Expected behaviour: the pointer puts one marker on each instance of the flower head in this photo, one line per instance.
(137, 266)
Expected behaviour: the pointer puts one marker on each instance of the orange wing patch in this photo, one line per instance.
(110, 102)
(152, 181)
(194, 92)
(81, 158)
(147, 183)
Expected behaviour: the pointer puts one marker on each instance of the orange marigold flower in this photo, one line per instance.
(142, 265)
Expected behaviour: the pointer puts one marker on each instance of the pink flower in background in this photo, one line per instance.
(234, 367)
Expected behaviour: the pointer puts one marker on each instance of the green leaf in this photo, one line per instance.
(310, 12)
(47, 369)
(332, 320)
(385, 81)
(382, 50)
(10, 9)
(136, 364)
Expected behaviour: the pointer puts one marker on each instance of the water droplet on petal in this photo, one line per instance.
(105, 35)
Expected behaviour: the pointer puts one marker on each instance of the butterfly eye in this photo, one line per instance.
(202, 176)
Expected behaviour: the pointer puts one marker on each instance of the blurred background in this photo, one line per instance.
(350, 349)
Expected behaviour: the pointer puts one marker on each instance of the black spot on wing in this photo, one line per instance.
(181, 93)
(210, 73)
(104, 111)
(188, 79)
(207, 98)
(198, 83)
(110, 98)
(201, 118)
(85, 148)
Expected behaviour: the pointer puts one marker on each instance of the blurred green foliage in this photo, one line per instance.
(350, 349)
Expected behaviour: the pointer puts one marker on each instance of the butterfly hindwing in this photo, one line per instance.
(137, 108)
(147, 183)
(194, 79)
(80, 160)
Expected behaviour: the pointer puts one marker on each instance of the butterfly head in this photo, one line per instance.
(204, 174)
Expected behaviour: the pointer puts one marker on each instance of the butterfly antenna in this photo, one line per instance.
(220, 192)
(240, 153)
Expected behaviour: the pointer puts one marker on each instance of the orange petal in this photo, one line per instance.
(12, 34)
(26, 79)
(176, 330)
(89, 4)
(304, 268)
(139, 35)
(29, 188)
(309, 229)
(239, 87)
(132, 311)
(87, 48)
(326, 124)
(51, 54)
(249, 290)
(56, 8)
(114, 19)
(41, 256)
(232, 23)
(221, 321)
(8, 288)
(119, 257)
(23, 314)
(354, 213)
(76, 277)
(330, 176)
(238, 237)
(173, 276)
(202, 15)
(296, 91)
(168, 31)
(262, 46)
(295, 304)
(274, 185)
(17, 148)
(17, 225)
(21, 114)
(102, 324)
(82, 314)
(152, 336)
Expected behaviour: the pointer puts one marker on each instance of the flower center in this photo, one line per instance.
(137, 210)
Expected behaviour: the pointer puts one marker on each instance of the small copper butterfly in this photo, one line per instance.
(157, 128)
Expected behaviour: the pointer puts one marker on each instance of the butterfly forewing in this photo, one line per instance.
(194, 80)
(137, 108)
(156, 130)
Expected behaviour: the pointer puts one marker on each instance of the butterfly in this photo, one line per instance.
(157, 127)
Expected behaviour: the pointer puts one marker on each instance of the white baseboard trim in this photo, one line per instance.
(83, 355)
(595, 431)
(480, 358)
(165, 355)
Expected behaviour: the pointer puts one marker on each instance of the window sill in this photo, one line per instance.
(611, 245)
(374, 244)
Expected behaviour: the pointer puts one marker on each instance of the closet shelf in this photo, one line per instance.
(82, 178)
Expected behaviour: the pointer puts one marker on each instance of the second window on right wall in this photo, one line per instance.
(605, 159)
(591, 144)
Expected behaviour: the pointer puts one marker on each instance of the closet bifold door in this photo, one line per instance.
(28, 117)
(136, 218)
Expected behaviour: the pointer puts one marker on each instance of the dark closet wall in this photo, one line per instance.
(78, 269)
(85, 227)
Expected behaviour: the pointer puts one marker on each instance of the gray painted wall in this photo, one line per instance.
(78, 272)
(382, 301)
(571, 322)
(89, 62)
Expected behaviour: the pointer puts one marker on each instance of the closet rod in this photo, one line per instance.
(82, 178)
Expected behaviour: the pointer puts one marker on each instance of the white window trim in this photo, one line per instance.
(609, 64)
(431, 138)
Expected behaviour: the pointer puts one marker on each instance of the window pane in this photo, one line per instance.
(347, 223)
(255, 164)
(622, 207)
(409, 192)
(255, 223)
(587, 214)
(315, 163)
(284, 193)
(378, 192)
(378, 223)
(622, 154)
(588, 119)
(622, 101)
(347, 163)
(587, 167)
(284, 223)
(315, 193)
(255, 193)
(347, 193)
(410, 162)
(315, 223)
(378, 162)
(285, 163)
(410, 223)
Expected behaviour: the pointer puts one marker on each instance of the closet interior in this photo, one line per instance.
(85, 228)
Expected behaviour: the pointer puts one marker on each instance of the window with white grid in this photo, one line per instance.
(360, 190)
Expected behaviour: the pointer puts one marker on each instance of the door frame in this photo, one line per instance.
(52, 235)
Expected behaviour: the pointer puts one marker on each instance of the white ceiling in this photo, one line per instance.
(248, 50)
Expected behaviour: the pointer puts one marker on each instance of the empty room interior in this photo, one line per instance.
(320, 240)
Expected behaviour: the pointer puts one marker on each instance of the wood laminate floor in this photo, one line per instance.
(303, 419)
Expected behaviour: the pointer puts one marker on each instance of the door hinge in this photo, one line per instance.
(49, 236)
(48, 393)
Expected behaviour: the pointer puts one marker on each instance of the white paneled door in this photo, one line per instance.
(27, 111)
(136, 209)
★ ★ ★ ★
[Activity]
Repeat the entries exactly, leaving nothing out.

[Answer to the problem]
Expected behaviour: the pointer puts one marker on each instance of the flower head in this photo, one line per instance.
(137, 266)
Expected behaviour: the pointer puts one marker on each instance of the orange wing patch in this photo, one line per instance.
(110, 102)
(152, 181)
(194, 92)
(81, 158)
(147, 183)
Expected behaviour: the pointer puts one marker on each instance of the orange marigold flower in this photo, one line per instance.
(142, 265)
Expected behaviour: the pointer puts one marker on each instance of the pink flower in background in this photo, one line per instance.
(234, 367)
Expected behaviour: the pointer puts one marker on each instance of the green leaf in this photo, one line per instance.
(310, 12)
(47, 369)
(332, 320)
(385, 81)
(382, 50)
(10, 9)
(136, 364)
Expected behaviour: the pointer puts one marker on each instance of the water droplet on petal in this photo, one line per instance.
(105, 35)
Expected behaviour: the pointer puts one marker on each instance of the butterfly eye in this photo, one line per instance.
(202, 176)
Expected behaviour: the pointer puts one marker on each instance of the blurred background in this photo, one line per instance.
(350, 349)
Expected behaviour: the pointer puts one marker on each instance of the black spot on wing in this photo, one line per instance.
(181, 93)
(210, 73)
(104, 111)
(188, 79)
(207, 98)
(198, 83)
(110, 98)
(201, 118)
(85, 148)
Expected behaviour: the pointer puts one marker on each instance of the blurred green foliage in this photo, one line per instance.
(350, 349)
Expected behaviour: the pointer puts one marker on each instance of the butterfly hindwing in this photo, one line per instance.
(137, 108)
(147, 183)
(194, 79)
(80, 160)
Expected behaviour: the pointer puts one marker on each instance of the butterfly head in this photo, one line per instance.
(204, 174)
Expected behaviour: the pointer puts one marker on each instance of the butterfly antenna in this photo, one line per instance.
(220, 192)
(240, 153)
Expected behaviour: the pointer puts one marker on each instance of the orange petal in this photo, one line per instance.
(12, 34)
(26, 79)
(176, 330)
(89, 4)
(304, 268)
(139, 35)
(29, 188)
(309, 229)
(239, 87)
(132, 311)
(87, 48)
(326, 124)
(51, 54)
(249, 290)
(56, 8)
(114, 19)
(41, 256)
(232, 23)
(221, 321)
(8, 288)
(119, 257)
(23, 314)
(354, 213)
(76, 277)
(330, 176)
(238, 237)
(173, 276)
(202, 15)
(296, 91)
(168, 31)
(262, 46)
(295, 304)
(274, 185)
(17, 148)
(17, 225)
(21, 114)
(102, 324)
(82, 314)
(152, 336)
Expected behaviour: the pointer puts one marker on each instance of the flower center in this photo, one line per instance.
(137, 210)
Expected behaviour: the pointer puts one marker on each instance of the small copper butterfly in this photo, one line per instance.
(157, 128)
Expected behaviour: the pointer puts one marker on each instance of the butterfly forewing in this photo, one line per instance.
(194, 80)
(137, 108)
(156, 130)
Expected behaviour: the pointer puts one marker on each instance of the butterfly in this photo, one line per instance.
(157, 127)
Expected behaviour: the pointer puts one marker on each instance of the white baseboard trim in this photo, one line per instance.
(83, 355)
(595, 431)
(480, 358)
(165, 355)
Expected behaviour: the pointer puts one marker on each instance of the window sill in this photo, one line per instance.
(611, 245)
(374, 244)
Expected behaviour: the pointer puts one marker on each instance of the closet shelf in this photo, one line per instance.
(82, 178)
Expected behaviour: the pointer puts one marker on each instance of the second window on right wall in this photo, one line per instance.
(605, 159)
(591, 144)
Expected behaviour: the pointer puts one marker on each instance of the closet bifold door in this photo, one line per instance.
(28, 117)
(136, 218)
Expected behaviour: the pointer puts one marker on each instance of the dark closet wall in this photo, one line per instance.
(78, 269)
(85, 227)
Expected behaviour: the pointer puts one marker on each instance of the gray painted wall in this photo, one line per instance.
(78, 272)
(382, 301)
(571, 322)
(89, 62)
Expected behaviour: the pointer puts one marker on each instance of the closet rod in this photo, one line per instance.
(82, 178)
Expected behaviour: the pointer puts one marker on each instance of the white window trim in this photo, one line per instance.
(609, 64)
(431, 138)
Expected behaviour: the pointer puts one marker on each instance of the window pane in this photo, one line per instance.
(347, 223)
(255, 164)
(622, 207)
(409, 192)
(255, 223)
(587, 214)
(315, 163)
(284, 193)
(378, 192)
(378, 223)
(622, 154)
(588, 119)
(622, 101)
(347, 163)
(587, 167)
(284, 223)
(315, 193)
(255, 193)
(347, 193)
(410, 162)
(315, 223)
(378, 162)
(285, 163)
(410, 223)
Expected behaviour: the pointer puts one marker on each instance of the closet interior in this photo, one line per instance.
(85, 228)
Expected behaviour: the pointer puts one marker on each instance of the window with white grid in this photo, one line per instance.
(360, 190)
Expected behaviour: the pointer puts one marker on each instance of the door frame in this photo, one line per instance.
(52, 235)
Expected behaviour: the pointer puts one marker on each instance of the white ceiling in this photo, one line per instance.
(248, 50)
Expected behaviour: the pointer puts one marker on each instance of the empty room interior in this photo, one line per instance.
(320, 240)
Expected behaviour: the pointer puts one marker on each instance of the wood laminate floor in this photo, one line per instance.
(303, 419)
Expected behaviour: the pointer puts one marker on each instance of the door hinge in this photo, one line per instance.
(49, 236)
(48, 393)
Expected behaviour: the pointer puts one marker on each instance of the white paneled door in this photo, one line per instance.
(27, 111)
(136, 209)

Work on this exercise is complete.